**SUPPLIED PASSAGE:**
In the direct-to-consumer (DTC) industry, most retailers focus on growing their brands through marketing and sales. As these methods increase customer demand, there’s a massive opportunity for new revenue – but only if you embrace inventory optimization first.
That’s because inventory optimization ensures you have whatever your customers want in stock when they want it (regardless of global supply chain disruptions).
As such, you can easily meet customer demand without accumulating a huge backlog of orders or eye-watering holding costs.
Here’s how retail inventory optimization works. Plus, how to use it to grow your brand.
Inventory optimization means keeping the ideal amount of inventory available to meet customer demand and issues like dead stock or stockouts while keeping operational costs low. As a result, retail inventory optimization improves the bottom line and makes reaching their revenue goals easier.
To do this, most retailers rely on an inventory optimization solution like Cogsy to track inventory in real-time, accurately forecast demand, and automate their inventory planning process.
Multi-echelon inventory optimization is where brands and companies leverage technology to sustain optimal inventory levels across their entire supply chain. This holistic view considers the supply chain network as a whole, from manufacturer to distributor to customer (and vice versa), instead of seeing each stage of the supply chain as its own distinct process.
Single-echelon inventory optimization focuses on stocking the right amount of SKUs for each link throughout the supply chain. This type of inventory optimization determines and balances stock levels for each independent echelon instead of optimizing levels across the entire network.
Meaning, you will optimize your inventory at the manufacturer, warehouse, or fulfillment center level separately instead of optimizing levels across the whole network like with multi-echelon inventory optimization.
Here are the 4 key elements involved in the inventory optimization process.
Inventory levels refer to the number of products you have in stock at any single moment in time.
Too much inventory requires a lot of working capital upfront and risks SKUs turning into dead stock. Too little inventory means stockouts, which frustrate customers and limit your ability to generate revenue.
Optimal inventory levels mean you only order what you need when needed. Nothing more, nothing less.

**INFORMATION SUPPLIED:**

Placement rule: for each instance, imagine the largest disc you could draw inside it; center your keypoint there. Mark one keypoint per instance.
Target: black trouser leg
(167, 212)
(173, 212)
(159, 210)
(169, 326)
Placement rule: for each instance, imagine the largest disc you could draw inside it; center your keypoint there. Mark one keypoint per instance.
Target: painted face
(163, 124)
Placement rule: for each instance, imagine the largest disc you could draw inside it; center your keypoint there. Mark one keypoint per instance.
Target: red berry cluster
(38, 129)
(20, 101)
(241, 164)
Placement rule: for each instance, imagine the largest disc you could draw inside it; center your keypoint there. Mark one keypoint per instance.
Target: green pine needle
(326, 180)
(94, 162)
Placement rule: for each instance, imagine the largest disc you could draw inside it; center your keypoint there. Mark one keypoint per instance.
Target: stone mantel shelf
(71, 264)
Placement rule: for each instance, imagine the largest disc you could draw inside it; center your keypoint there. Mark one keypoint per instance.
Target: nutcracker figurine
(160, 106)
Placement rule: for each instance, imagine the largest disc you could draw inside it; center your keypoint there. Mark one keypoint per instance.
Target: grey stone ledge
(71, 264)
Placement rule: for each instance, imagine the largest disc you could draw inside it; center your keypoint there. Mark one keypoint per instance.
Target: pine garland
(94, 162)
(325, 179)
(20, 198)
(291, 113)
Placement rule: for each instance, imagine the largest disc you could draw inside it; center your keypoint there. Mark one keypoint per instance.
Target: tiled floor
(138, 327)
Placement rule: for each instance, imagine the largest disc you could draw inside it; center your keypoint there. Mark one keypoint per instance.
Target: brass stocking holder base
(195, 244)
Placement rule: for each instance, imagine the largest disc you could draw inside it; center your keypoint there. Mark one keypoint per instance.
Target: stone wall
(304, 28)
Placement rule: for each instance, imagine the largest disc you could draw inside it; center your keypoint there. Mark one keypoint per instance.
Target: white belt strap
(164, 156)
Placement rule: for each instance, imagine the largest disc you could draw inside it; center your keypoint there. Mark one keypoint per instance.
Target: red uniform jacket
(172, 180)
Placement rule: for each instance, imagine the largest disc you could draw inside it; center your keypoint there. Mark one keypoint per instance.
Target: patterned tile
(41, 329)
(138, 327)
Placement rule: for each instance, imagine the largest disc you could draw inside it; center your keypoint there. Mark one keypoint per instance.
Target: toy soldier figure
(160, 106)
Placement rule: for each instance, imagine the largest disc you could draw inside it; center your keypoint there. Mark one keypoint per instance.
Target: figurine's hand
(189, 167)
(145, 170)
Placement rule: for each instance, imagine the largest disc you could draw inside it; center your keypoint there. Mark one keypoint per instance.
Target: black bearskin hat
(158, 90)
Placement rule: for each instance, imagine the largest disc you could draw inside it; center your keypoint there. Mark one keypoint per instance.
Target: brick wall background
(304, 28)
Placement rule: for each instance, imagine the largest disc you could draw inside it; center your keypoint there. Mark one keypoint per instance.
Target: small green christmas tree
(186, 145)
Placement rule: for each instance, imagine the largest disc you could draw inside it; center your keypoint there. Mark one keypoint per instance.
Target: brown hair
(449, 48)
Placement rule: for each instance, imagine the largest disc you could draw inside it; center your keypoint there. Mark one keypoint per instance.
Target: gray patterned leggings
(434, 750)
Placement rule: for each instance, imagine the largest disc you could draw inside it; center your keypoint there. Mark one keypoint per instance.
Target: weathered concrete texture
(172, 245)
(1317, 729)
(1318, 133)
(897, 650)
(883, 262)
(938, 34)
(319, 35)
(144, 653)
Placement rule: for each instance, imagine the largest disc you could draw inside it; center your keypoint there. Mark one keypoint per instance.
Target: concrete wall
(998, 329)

**COMPLETE THE FOLLOWING:**
a: Condense the paragraph beginning "Multi-echelon inventory optimization is where" from the inventory optimization passage into one shorter sentence that keeps its main facts.
b: Pick up the inventory optimization passage after its final sentence and extend it in the same voice.
The entries were drawn from a separate source and are unrelated to the passage on inventory optimization.

**ANSWERS FOR THE TASKS:**
a: Multi-echelon inventory optimization uses technology to keep inventory at optimal levels across the entire supply chain, treating the path from manufacturer to distributor to customer (and back) as one network rather than as separate stages.

b:
Inventory storage is where you keep inventory. For instance, this might be in self-storage, warehouses, 3rd-party logistic fulfillment centers, or distribution centers.
Where you store your inventory is key to inventory optimization because it informs how quickly you can fulfill demand. It also informs how much you’ll spend on operational costs in the process.
For instance, Shein just opened its first stateside fulfillment center because it ships so many orders to the US. This allows the ecommerce fast fashion giant to fulfill those orders faster because the warehouse is closer than its China counterparts. However, this storage space is also radically expensive and poses risks that put the brands’ low-cost business model.
Stock replenishment is when you receive more shipments from the manufacturer to return to optimal inventory levels.
The replenishment process considers each SKU’s reorder point, your optimal order quantity, current inventory levels, and your supplier’s purchase order lead time.
With this information, you can determine what, when, and how needs to be reordered at any point in time. That way, you only restock what you need to meet demand.
Demand forecasting is when brands use historical data and real-time inventory trends to predict future customer demand.
Admittedly, forecasting is never 100% accurate. But demand projections ensure brands are prepared to meet customer demand while radically lowering their stockout and overstock risks (compared to operating blindly).
With this information, brands can make informed inventory replenishment decisions that keep storage and holding costs low.
As you already know, inventory optimization has lots of benefits for retail brands. Here are the top 6 benefits:
Inventory optimization enables brands to keep balanced inventory levels. AKA, only a little stock on hand. That way, you always have enough inventory to meet demand while minimizing costs.
This is critical to optimization because excess stock costs capital (and raises holding costs). Meanwhile, too little inventory leads to stockouts and missed revenue opportunities.
Optimizing inventory lets brands track products in real-time across the entire supply chain. This way, they can move inventory (when needed) to stock warehouse locations closer to areas with high demand.
This ensures that products are available when customers want to buy them. And ultimately, it optimizes shipping by getting merchandise shipped out quickly and delivered on time.
When brands optimize inventory, they inherently reduce storage, warehousing, and dead stock costs.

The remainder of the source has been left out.